→ **Exercise directions**:
Report each line below that carries the word "peak".

#### Exercise material ####

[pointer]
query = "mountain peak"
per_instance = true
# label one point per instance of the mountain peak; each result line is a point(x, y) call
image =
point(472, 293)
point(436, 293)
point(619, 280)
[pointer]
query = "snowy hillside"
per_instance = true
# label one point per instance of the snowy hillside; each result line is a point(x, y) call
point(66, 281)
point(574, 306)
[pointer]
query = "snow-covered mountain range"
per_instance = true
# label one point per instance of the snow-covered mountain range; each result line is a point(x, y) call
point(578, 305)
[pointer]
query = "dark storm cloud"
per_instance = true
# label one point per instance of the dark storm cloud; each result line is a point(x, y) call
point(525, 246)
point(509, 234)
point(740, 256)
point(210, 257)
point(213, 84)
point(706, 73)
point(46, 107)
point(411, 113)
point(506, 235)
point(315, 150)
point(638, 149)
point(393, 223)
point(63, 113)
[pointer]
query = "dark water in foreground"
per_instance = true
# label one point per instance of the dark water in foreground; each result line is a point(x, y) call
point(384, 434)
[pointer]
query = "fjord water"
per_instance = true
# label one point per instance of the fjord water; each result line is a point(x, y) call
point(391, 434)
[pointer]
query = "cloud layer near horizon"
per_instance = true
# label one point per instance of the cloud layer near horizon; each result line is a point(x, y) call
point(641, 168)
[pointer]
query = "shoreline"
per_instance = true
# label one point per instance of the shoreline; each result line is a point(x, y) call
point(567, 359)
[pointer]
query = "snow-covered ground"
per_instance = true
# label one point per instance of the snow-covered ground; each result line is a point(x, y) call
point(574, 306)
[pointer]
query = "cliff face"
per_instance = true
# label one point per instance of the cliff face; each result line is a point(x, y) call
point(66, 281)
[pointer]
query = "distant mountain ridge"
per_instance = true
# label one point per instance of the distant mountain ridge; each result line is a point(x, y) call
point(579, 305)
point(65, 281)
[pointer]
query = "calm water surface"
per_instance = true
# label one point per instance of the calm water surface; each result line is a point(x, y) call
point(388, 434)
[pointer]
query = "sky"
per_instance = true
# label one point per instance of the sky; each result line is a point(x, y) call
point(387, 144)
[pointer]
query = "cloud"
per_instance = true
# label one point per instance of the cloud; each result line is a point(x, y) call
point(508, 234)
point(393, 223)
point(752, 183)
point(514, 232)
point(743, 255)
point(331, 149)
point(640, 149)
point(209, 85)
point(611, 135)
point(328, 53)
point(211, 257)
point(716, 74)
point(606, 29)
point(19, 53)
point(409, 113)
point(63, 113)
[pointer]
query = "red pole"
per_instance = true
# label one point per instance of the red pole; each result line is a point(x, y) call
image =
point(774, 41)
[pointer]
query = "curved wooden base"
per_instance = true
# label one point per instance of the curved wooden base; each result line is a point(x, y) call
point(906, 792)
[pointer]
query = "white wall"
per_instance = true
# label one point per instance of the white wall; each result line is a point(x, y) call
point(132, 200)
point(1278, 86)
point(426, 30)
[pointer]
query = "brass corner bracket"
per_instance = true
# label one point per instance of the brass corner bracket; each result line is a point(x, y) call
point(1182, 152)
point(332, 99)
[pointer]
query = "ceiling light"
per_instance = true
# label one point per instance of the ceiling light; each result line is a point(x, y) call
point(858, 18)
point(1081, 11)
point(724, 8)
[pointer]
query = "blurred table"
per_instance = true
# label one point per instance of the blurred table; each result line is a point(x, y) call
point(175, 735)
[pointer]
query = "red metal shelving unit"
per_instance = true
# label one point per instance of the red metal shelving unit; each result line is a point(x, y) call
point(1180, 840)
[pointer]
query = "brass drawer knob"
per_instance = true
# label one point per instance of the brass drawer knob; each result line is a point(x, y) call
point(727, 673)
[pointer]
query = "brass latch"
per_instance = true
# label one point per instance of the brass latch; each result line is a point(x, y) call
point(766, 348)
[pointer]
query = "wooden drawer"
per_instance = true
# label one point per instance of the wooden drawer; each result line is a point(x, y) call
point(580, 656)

####

→ **Expected answer**:
query = "mountain peak"
# label one point per instance of the mountain peak; each result line is a point(x, y) call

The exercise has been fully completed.